◆ Text
▽

Instructions below, except as noted, apply generically to any similar motion sensor, dimmer, timer, smart switch, etc. For this specific switch, instructions should be included in the box and are available online.

Neutral/Ground

Generally speaking, but check the instructions to be sure, if you actually have an available neutral for the correct circuit in the same box then you are supposed to use that. The "green sleeve over neutral to switch and connect to ground" is only if neutral is not available. But while that is marginally important for safety (marginally, because if you were not allowed to do it then it would be a "neutral required" switch and the green sleeve would not be included), it should not affect operations. But you should correct that.

Identify Wires

This is the key. Starting with your best recollection of the original configuration, you need to identify every single wire in the box. Some will be easier than others.

  • Figure out how many circuits you are dealing with. Most likely one, but that is key. If one breaker turns off everything (Non-Contact Voltage Tester doesn't register on anything with a single breaker off) then proceed. If it takes two breakers, except for a handle-tied or double breaker that is an MWBC (two hots, one neutral) then STOP.
  • Multiple white wires in a wire nut - almost always neutral.
  • Bare wires - ground - all together, connect to any/all switch grounds.
  • Hot/line - this can be black or red or possible white (in an old-style switch loop). If all wires (except grounds and bundled whites) are (carefully, so you know how to reconnect) separated and you turn power back on, you should have exactly one hot wire.
  • Switched hot - you should have one switched hot for the light, one for the fan. If you think you have found each one, connect it (just the one wire, not both at the same time) to the hot wire and turn power back on to verify. Mark the one for the light with red tape, the one for the fan with blue or yellow tape.

△

◆ Exercise brief
Copy the wiring instructions word for word, from "This is the" up to and including "neutral) then STOP.".

◆ Dataset content
▽

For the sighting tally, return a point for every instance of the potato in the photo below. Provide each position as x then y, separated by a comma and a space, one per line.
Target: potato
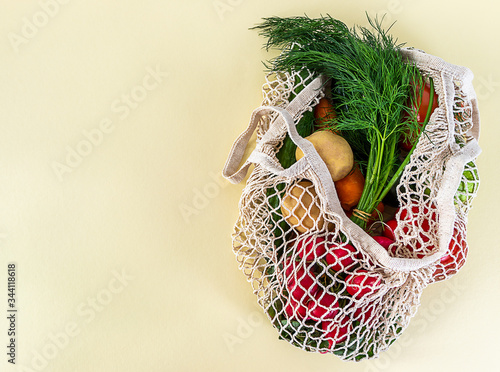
335, 152
300, 209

△

◆ Answer to the exercise
This is the key. Starting with your best recollection of the original configuration, you need to identify every single wire in the box. Some will be easier than others.

  • Figure out how many circuits you are dealing with. Most likely one, but that is key. If one breaker turns off everything (Non-Contact Voltage Tester doesn't register on anything with a single breaker off) then proceed. If it takes two breakers, except for a handle-tied or double breaker that is an MWBC (two hots, one neutral) then STOP.